Many people will tell you Havasupai is the most beautiful place in Arizona, and I’d be hard pressed to disagree. Also known as the Grand Canyon’s Garden of Eden, the blue-green waters of Havasu Creek flow from the red rocks of the canyon down to the Colorado River, creating a spectacular canyon full of life and awesome waterfalls. The Havasupai (people of the blue-green waters) still make the canyon and the village of Supai their home, and only let a certain number of people in per day (day hiking is not permitted or practical). Posted above is the “Vlog” style video from our recent trip, where we did a 3 day trip to the campground at Havasu Falls. If you’re ready to go, make your reservations here! And do it now – before it’s too late!
It’s been awhile since I’ve had the time to update TentTalk, but in the meantime I haven’t stopped camping. It made me think: there’s over 30 campgrounds that I’ve visited in 2014 that I could write about, which should I post first as I start to get caught up? I was thinking Doheny or San Mateo in California (who can argue with the beach, even if it’s slightly cooler this time of year – or, at least supposed to be), or maybe some spots around Metro Phoenix. I was going to dig through my Colorado notes, but then I remembered I’m the only one crazy enough to tent camp in the snow – that might be better left to this spring/summer. Same thing goes for all the sites I stayed at in the Wasatch Range in Utah. So I came back to Havasupai.
Don’t get me wrong – winter is a fine time to visit, but not the best. Fall isn’t ideal (think Arizona monsoons coupled with slot canyons), and summer is as hot as you’d expect (except maybe early June). The idea time to go is anywhere during the peak season from March to May, where, if you get lucky, you’re not scorched alive under the AZ sun, but also don’t freeze in the cold water of the springs. Make your reservation months in advance, especially for weekends and the peak season. June and July are also popular times, but if heat isn’t your thing beware – the average heat in Supai in July is 99.8, while in April it’s a much more enjoyable 76.2. All reservations/permits will be made through the tribal office, not the National Park Service.

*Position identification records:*
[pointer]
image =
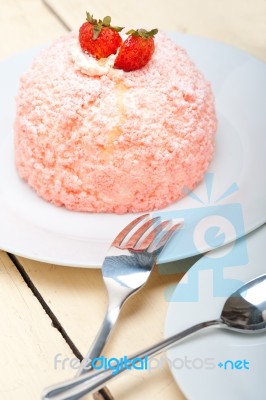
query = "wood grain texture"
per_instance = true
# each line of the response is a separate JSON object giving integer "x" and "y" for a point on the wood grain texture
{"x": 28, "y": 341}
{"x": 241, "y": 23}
* * *
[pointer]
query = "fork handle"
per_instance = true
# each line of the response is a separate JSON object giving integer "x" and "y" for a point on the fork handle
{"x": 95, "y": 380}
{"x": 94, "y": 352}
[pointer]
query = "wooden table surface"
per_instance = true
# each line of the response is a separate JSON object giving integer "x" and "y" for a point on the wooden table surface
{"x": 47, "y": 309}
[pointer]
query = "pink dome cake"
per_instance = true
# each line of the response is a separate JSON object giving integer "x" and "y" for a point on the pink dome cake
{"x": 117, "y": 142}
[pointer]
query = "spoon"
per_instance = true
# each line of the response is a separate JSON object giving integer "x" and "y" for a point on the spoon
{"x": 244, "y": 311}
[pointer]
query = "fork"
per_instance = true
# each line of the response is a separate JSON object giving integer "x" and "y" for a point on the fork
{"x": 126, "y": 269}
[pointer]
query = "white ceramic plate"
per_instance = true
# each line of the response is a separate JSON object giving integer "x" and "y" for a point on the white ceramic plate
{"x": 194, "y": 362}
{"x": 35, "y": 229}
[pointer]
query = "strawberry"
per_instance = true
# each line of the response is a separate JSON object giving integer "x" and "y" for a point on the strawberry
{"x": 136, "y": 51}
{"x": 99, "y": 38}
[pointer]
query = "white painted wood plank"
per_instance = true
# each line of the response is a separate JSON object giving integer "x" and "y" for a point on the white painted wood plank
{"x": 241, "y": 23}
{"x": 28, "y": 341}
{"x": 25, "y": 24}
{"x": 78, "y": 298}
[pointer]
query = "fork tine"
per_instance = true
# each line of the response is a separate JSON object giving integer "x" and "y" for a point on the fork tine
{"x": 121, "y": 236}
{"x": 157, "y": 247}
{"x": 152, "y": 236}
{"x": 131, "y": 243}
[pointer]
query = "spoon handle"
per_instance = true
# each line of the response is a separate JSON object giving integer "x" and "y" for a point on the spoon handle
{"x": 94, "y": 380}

*Problems to work on:*
[1] Answer these questions using the Havasupai post:
(a) What does the name Havasupai mean, according to the post?
(b) How many campgrounds does the post say were visited in 2014?
(c) What is the average heat in Supai in April?
[2] Copy word for word the passage of the Havasupai post from "Don’t get me" to "National Park Service.".

*The responses:*
[1]
(a) People of the blue-green waters.
(b) Over 30.
(c) 76.2.

[2]
Don’t get me wrong – winter is a fine time to visit, but not the best. Fall isn’t ideal (think Arizona monsoons coupled with slot canyons), and summer is as hot as you’d expect (except maybe early June). The idea time to go is anywhere during the peak season from March to May, where, if you get lucky, you’re not scorched alive under the AZ sun, but also don’t freeze in the cold water of the springs. Make your reservation months in advance, especially for weekends and the peak season. June and July are also popular times, but if heat isn’t your thing beware – the average heat in Supai in July is 99.8, while in April it’s a much more enjoyable 76.2. All reservations/permits will be made through the tribal office, not the National Park Service.